→ Exercise instructions
In the data, what do you get when you change "tag" to "mark" everywhere in the stretch from the line containing "of the bare" through the line containing "[[257, 322]]"? Give back only those lines, with nothing else altered.
[Information provided start]
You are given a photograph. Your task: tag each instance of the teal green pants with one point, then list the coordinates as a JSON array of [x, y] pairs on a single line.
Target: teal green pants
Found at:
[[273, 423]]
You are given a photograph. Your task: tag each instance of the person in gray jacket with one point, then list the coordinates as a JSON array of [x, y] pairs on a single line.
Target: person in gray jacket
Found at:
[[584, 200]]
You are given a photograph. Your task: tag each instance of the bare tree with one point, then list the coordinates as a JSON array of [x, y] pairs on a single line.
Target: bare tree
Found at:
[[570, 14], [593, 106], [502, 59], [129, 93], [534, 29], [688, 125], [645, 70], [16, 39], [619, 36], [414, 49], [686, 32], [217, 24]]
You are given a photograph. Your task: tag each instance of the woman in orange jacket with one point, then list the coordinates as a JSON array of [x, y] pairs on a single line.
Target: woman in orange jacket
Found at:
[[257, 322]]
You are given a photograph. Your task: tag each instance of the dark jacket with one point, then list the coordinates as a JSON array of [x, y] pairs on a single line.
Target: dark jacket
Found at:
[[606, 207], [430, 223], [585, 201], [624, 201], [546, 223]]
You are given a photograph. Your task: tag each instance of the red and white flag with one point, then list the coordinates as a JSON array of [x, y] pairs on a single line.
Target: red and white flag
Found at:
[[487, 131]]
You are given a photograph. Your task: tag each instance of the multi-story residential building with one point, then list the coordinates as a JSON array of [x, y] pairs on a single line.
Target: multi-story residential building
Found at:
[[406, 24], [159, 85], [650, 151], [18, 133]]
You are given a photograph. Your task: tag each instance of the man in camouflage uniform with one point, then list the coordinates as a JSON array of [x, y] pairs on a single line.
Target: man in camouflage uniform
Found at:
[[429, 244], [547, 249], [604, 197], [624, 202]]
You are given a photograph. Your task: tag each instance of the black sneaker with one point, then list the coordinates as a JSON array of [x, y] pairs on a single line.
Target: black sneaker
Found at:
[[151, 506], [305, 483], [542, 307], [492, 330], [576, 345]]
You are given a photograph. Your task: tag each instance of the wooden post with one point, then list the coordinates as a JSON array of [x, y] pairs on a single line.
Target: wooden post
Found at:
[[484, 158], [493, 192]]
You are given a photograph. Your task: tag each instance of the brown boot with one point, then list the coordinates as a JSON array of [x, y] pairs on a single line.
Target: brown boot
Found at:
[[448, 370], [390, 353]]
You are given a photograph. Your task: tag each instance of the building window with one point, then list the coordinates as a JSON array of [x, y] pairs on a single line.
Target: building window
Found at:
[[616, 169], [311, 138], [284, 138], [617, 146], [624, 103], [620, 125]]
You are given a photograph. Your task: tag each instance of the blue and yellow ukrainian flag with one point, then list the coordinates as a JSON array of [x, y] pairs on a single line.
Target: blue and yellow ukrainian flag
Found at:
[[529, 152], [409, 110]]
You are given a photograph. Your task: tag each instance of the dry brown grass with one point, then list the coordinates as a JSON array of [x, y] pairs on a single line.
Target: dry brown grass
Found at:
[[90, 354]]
[Information provided end]
→ Right answer
You are given a photograph. Your task: mark each instance of the bare tree with one point, then list the coordinates as a JSON array of [x, y] pairs on a single line.
Target: bare tree
Found at:
[[570, 14], [593, 106], [502, 59], [129, 93], [534, 29], [688, 125], [645, 70], [16, 39], [619, 36], [414, 49], [686, 32], [217, 24]]
You are given a photograph. Your task: mark each instance of the woman in orange jacket with one point, then list the coordinates as a JSON array of [x, y] pairs on a single line.
Target: woman in orange jacket
Found at:
[[257, 322]]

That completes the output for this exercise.